### [Selected extract]
"""
The difference in German/European track apparently did not mean much to the Red Army, given the numbers of munitions, fuel, and other supplies shipped across it massively increased over the previous years. The Soviet supply situation during the drive on Berlin is the very opposite of overstretched and it was very much dependent on rail lines feeding across Eastern Europe.
Which wasn't claimed; the point was that the Red Army doesn't need as much ammo and fuel when it's not actually needing to shoot it or use it.
That's precisely what you claimed: I observed that the lack of machine tools is not supported by the expansion of Soviet civilian manufacturing capacity in 1945-1950. You reply that it's because they got 25% of their machine tools from lend-lease, which would be the years of 1941-45. I pointed that out to you and now you are replying by claiming "it doesn't matter", a rather clear case of goalpost shifting.
"Implementing the stolen plans still required immense technical skill and a deep understanding of atomic processes. In addition, though the information was, as Ioffe claimed, always precise, Soviet scientists could not assume that it was. An immense amount of checking had to be done, since it was always possible that the Americans had intentionally released carefully constructed disinformation. And, in order to protect the secret of the stolen secrets, only the most senior scientists were aware that the designs had been pilfered. Most scientists went to their graves believing that their bomb was distinctively Russian." -
The Bomb: A Life, Page 128.
"Fuchs himself did not believe that his contribution was crucial. In his interrogation, he remarked that he was 'extremely surprised that the Russian explosion had taken place so soon'. In common with other [Western] analysts, he had assumed that the information he had given 'could not have been applied so quickly and that the Russians would not have the engineering, design, and construction facilities that would be needed to build a production plant in such a short time.'" -
The Bomb: A Life, Page 147
And from
here:
“Contrary to popular belief, there was no concrete "secret" behind the atomic bomb. The discovery of fission in 1938 meant that a nuclear chain reaction was possible and that the energy produced from this process could be used to produce a weapon of unusual force. Physicists like J. Robert Oppenheimer, Enrico Fermi, and Leo Szilard knew that it was only a matter of time before other countries were able to develop their own atomic weapons. The only secret behind the bombs lay in their specifications, material composition, and inner workings. Any government with the determination and the resources to develop an atomic weapon could do so within a matter of time.
"""
### [Task set]
A) What is the Spanish translation of this sentence from the debate excerpt: "Fuchs himself did not believe that his contribution was crucial."?
B) Answer these questions from the debate excerpt:
(i) What share of Soviet machine tools was said to have come from lend-lease?
(ii) In what year was fission discovered?
(iii) What did Fuchs say in his interrogation had extremely surprised him?
Answer using only the debate excerpt.

### [Dataset section]
"""
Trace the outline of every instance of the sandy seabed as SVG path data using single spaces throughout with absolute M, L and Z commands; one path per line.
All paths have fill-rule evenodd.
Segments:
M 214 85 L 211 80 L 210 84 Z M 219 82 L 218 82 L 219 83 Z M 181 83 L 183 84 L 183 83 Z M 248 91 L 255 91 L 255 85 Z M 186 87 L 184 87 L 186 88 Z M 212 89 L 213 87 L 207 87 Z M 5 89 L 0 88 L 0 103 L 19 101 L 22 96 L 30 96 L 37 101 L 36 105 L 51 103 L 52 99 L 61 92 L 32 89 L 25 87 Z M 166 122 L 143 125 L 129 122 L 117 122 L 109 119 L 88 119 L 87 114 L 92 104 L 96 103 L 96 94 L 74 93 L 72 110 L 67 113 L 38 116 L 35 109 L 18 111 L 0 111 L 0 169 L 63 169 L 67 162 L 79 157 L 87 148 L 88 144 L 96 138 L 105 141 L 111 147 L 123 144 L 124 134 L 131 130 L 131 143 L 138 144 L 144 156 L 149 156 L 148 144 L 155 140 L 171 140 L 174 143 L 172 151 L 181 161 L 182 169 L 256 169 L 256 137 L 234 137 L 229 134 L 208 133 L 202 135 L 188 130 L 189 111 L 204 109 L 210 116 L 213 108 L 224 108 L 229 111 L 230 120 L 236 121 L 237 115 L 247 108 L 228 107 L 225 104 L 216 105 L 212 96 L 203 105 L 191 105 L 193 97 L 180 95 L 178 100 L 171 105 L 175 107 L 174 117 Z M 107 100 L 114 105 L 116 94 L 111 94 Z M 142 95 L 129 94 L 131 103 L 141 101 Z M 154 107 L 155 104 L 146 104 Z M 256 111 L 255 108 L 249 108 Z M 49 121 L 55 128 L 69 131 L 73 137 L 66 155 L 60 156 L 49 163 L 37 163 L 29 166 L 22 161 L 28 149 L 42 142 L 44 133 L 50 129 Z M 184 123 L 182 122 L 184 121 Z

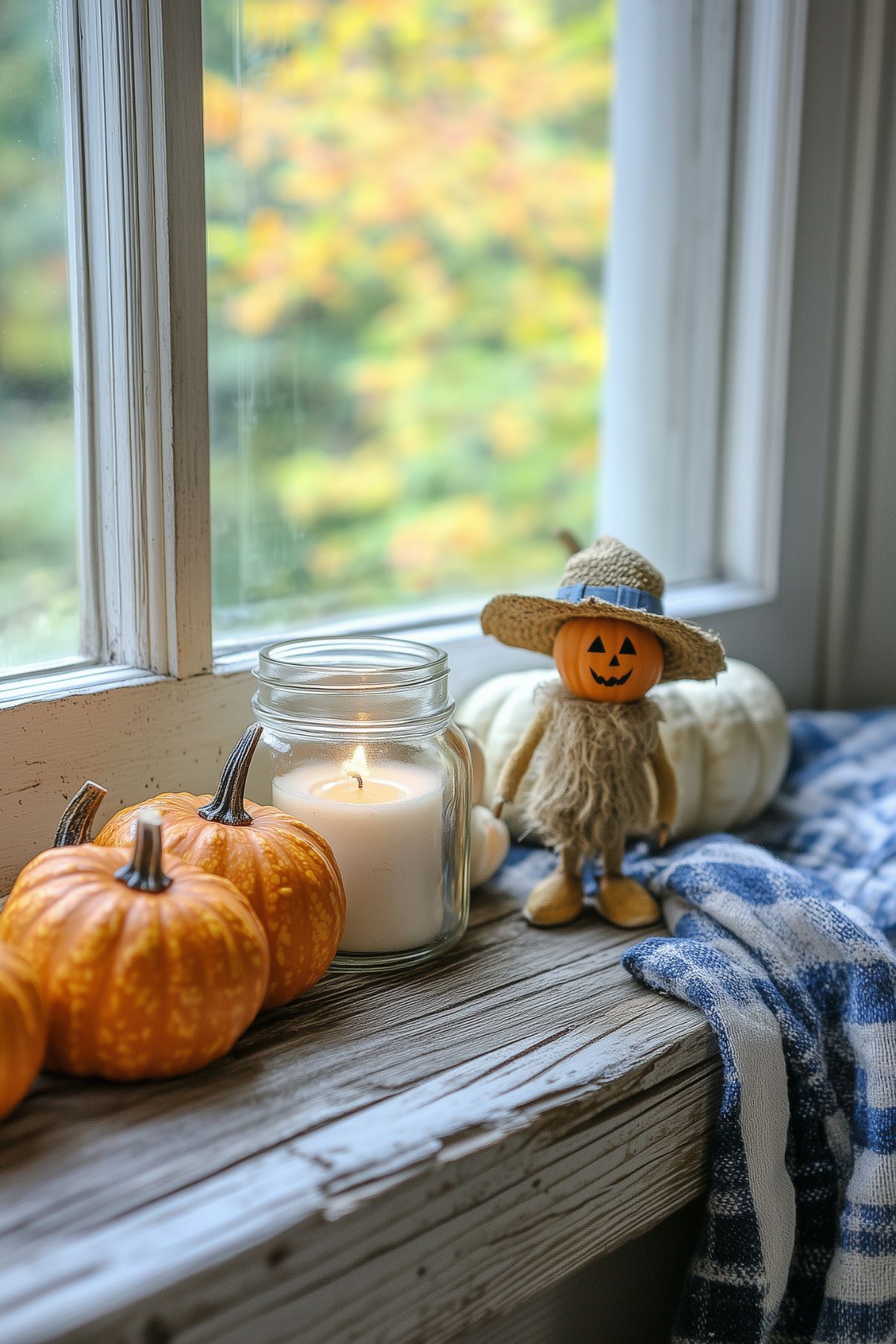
"""
### [Answers given]
A) El propio Fuchs no creía que su contribución fuera crucial.

B)
(i) 25%
(ii) 1938
(iii) That the Russian explosion had taken place so soon.